__STATED PROBLEM__:
Repeat every line of the listing below word for word, leaving the pictures out.

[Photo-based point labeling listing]
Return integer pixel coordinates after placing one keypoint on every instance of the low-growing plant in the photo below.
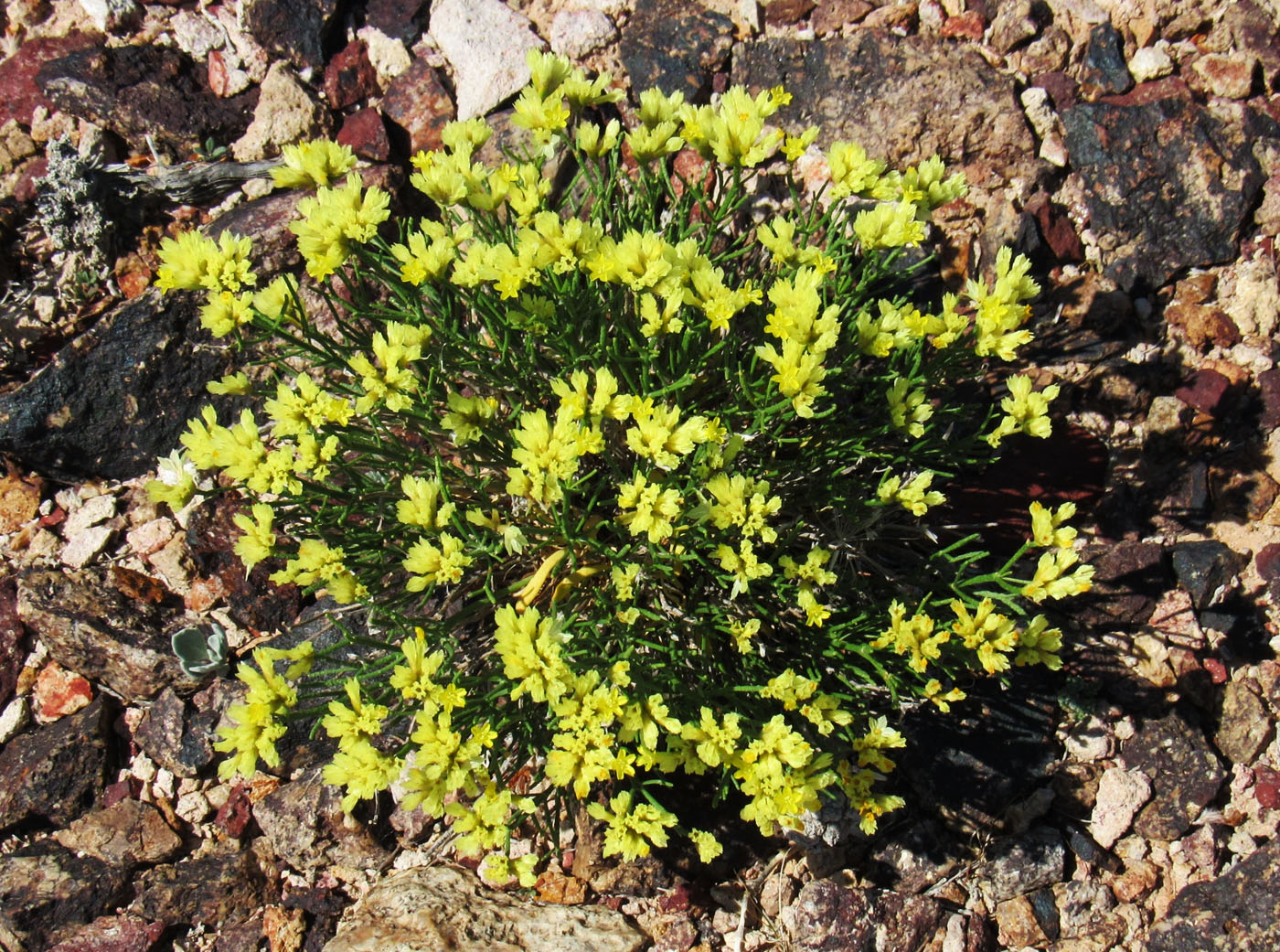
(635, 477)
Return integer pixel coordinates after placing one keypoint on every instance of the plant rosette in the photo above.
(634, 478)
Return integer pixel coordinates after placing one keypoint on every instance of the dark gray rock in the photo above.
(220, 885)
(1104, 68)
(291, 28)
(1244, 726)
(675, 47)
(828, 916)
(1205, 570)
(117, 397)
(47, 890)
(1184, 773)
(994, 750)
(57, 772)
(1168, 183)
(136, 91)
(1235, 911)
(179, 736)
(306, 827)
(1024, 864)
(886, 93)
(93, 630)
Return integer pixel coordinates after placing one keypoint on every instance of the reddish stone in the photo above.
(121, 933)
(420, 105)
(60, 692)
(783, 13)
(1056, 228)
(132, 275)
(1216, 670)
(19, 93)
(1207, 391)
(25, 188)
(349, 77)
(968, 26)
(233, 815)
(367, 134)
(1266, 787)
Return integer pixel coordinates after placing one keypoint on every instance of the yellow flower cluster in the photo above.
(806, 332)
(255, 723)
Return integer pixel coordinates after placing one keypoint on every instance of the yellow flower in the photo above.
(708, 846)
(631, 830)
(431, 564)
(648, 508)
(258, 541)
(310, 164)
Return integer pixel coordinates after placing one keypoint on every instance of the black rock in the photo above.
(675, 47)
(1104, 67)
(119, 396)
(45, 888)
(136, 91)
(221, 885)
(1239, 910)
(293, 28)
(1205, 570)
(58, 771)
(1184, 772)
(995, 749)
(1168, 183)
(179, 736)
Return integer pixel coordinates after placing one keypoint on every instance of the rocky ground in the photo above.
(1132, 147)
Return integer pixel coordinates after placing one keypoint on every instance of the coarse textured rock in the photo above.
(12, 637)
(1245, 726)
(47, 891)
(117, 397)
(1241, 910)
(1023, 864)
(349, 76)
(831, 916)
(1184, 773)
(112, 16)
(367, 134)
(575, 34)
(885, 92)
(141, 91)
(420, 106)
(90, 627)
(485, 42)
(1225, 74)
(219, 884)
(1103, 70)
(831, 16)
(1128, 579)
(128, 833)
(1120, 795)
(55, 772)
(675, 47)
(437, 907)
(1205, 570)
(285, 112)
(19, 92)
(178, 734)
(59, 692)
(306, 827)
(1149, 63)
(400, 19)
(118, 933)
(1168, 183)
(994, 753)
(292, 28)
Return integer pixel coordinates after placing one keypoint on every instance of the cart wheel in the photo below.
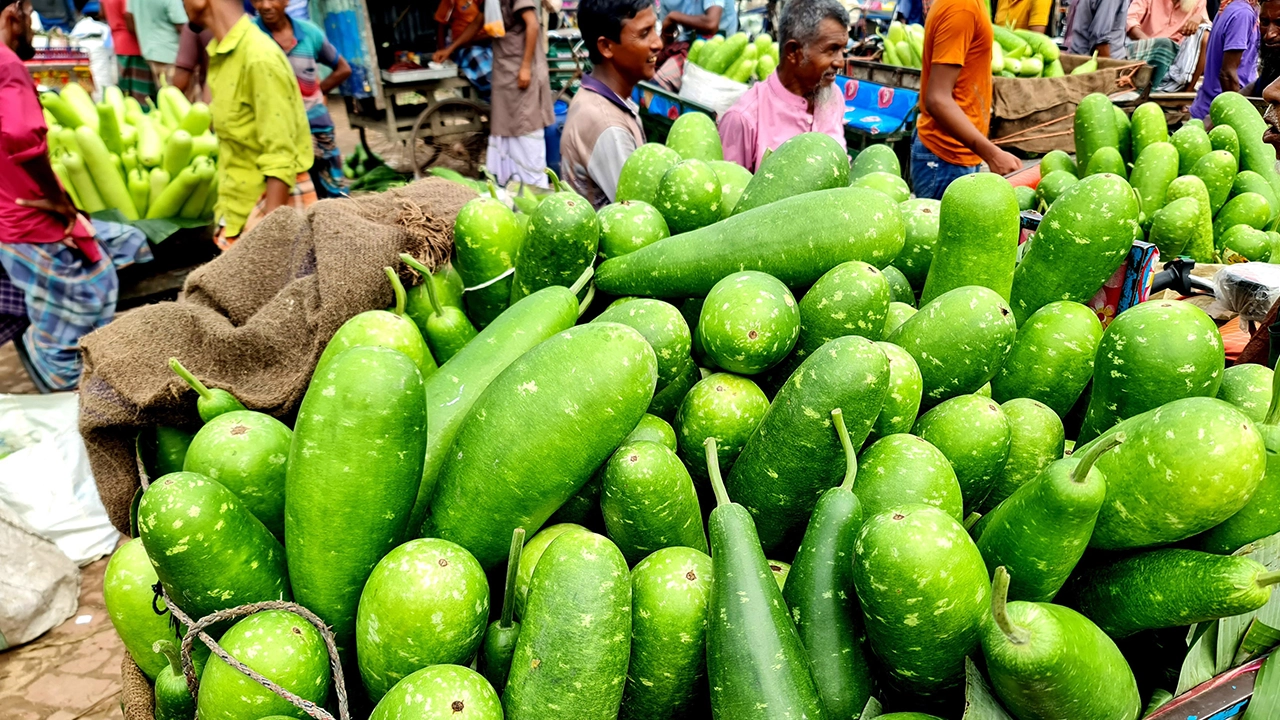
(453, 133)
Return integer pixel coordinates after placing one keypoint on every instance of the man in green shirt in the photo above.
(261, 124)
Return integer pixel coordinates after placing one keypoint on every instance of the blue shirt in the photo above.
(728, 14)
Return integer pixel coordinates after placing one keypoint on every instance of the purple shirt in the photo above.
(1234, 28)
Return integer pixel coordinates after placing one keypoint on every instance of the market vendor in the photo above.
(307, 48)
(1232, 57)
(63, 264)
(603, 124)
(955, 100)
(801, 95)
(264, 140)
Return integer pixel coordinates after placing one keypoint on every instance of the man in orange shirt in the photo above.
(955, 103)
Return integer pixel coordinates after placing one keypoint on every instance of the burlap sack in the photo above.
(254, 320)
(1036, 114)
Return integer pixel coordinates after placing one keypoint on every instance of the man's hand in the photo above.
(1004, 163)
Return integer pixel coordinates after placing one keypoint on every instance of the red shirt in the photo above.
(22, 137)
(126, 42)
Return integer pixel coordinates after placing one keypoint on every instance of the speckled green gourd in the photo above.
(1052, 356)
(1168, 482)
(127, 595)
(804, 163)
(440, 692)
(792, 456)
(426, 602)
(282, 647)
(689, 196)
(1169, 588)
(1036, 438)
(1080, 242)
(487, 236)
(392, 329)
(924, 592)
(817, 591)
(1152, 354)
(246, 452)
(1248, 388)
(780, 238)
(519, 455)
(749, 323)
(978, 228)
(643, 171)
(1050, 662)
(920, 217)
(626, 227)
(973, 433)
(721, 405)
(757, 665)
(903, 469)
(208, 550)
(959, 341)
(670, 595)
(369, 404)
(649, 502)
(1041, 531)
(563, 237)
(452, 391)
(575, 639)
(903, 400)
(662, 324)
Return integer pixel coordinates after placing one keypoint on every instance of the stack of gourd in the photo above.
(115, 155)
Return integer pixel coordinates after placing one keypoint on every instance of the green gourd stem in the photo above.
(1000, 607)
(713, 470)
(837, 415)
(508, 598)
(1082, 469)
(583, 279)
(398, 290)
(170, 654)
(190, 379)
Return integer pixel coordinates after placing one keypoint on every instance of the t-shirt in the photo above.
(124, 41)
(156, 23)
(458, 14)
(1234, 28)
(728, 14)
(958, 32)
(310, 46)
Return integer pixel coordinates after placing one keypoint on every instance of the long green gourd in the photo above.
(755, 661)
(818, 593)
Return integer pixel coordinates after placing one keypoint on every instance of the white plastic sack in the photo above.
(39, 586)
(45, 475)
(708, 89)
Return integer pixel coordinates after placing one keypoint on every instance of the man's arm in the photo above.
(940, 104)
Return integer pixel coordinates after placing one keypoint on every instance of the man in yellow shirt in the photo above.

__FULL ANSWER__:
Return integer pixel coordinates after placing one keypoint on every instance of the low-growing plant in the photo below.
(635, 477)
Return integer pixel coordinates after placing one keypoint on every instance of the plant rosette in the photo above.
(634, 478)
Return integer pixel coordinates after placing one keypoint on every instance of the dark gray rock in the photo above.
(220, 885)
(1104, 68)
(291, 28)
(1244, 726)
(675, 47)
(828, 916)
(1205, 570)
(117, 397)
(47, 890)
(1184, 773)
(994, 750)
(57, 772)
(1168, 183)
(136, 91)
(1235, 911)
(179, 736)
(306, 827)
(1024, 864)
(886, 93)
(93, 630)
Return integer pixel coordinates after placing one keypoint on every instance of the reddish stone in the photo above.
(121, 933)
(420, 105)
(60, 692)
(783, 13)
(1056, 228)
(132, 275)
(1216, 670)
(19, 93)
(1207, 391)
(25, 188)
(349, 77)
(968, 26)
(233, 815)
(367, 134)
(1266, 787)
Return integer pixel coordinates after placing one keypoint on every instance of the yellow flower cluster in the photo above.
(806, 332)
(255, 723)
Return integer pixel coordinates after placing one keypoint on every instance of the yellow flower in the photo above.
(708, 846)
(631, 830)
(431, 564)
(648, 508)
(258, 541)
(310, 164)
Return integer pixel coordinates after placing one keypoint on every instance of the black rock in the photo above.
(675, 47)
(1104, 67)
(119, 396)
(45, 888)
(136, 91)
(221, 885)
(1239, 910)
(293, 28)
(1205, 570)
(58, 771)
(1184, 772)
(995, 749)
(1168, 183)
(179, 736)
Return integer pixel coordinates after placing one keypoint on every instance of the rocky ground in the photo above.
(1132, 147)
Return integer pixel coordinates after placing one keypoint on every instance of the coarse textured rock in the photo above.
(12, 637)
(1245, 726)
(47, 891)
(117, 397)
(1241, 910)
(1023, 864)
(349, 76)
(831, 916)
(1184, 773)
(112, 16)
(367, 134)
(575, 34)
(885, 92)
(141, 91)
(420, 106)
(90, 627)
(485, 42)
(1225, 74)
(219, 884)
(1103, 70)
(831, 16)
(1128, 579)
(128, 833)
(1120, 795)
(55, 772)
(675, 47)
(437, 907)
(1205, 570)
(285, 112)
(19, 92)
(178, 734)
(59, 692)
(306, 827)
(1149, 63)
(400, 19)
(118, 933)
(1168, 183)
(994, 753)
(292, 28)
Return integer pixel coordinates after placing one keypoint on every instance of the cart wheel in the photo below.
(453, 133)
Return integer pixel coordinates after placing one keypoint on every instance of the man in green shirt in the photo above.
(261, 124)
Return integer pixel coordinates after placing one keypoint on every instance of the blue shirt in the photo above.
(728, 14)
Return integer pixel coordinates after placing one keypoint on every instance of the purple shirt in the photo above.
(1234, 28)
Return integer pixel coordinates after placing one keypoint on every instance of the market vendor in the photo above.
(307, 48)
(1232, 57)
(63, 264)
(603, 124)
(955, 100)
(801, 95)
(264, 140)
Return integer pixel coordinates after placing one keypoint on every instance of the man in orange shirt in the photo above.
(955, 103)
Return integer pixel coordinates after placing one keypoint on every instance of the burlap sack in the photo above.
(254, 320)
(1036, 114)
Return integer pixel coordinates after placing one keypoint on every instance of the man's hand in the photo above.
(1004, 163)
Return integer pixel coordinates after placing one keypoint on every instance of the red shirt in the photo above.
(22, 137)
(126, 42)
Return integer pixel coordinates after placing one keypoint on every instance of the speckled green gourd in the photo above.
(1052, 356)
(1168, 482)
(127, 595)
(804, 163)
(440, 692)
(792, 456)
(426, 602)
(282, 647)
(689, 196)
(1169, 588)
(1036, 438)
(1080, 242)
(487, 236)
(392, 329)
(924, 592)
(817, 591)
(1152, 354)
(246, 452)
(1248, 388)
(780, 238)
(519, 455)
(749, 323)
(978, 228)
(643, 171)
(1050, 662)
(920, 217)
(626, 227)
(973, 433)
(721, 405)
(757, 665)
(903, 469)
(208, 550)
(959, 341)
(670, 595)
(369, 404)
(649, 502)
(1041, 531)
(563, 237)
(452, 391)
(575, 639)
(903, 400)
(662, 324)
Return integer pixel coordinates after placing one keypoint on every instance of the stack of gourd in the photo above.
(115, 155)
Return integer pixel coordinates after placing one keypoint on every instance of the green gourd stem in the photo above.
(1000, 607)
(713, 470)
(837, 415)
(508, 598)
(1082, 469)
(583, 279)
(398, 290)
(170, 654)
(190, 379)
Return integer pixel coordinates after placing one keypoint on every instance of the t-shirt in the photo above.
(124, 41)
(156, 23)
(458, 14)
(1234, 28)
(728, 14)
(958, 32)
(310, 46)
Return integer pixel coordinates after placing one keypoint on every instance of the long green gourd in the photo above.
(755, 661)
(818, 593)
Return integer pixel coordinates after placing one keypoint on every instance of the white plastic sack in the photo above.
(39, 586)
(45, 475)
(708, 89)
Return integer pixel coordinates after placing one keypoint on every instance of the man's arm in the photo above.
(940, 104)
Return integer pixel coordinates after placing one keypoint on every instance of the man in yellow shirt in the photo above.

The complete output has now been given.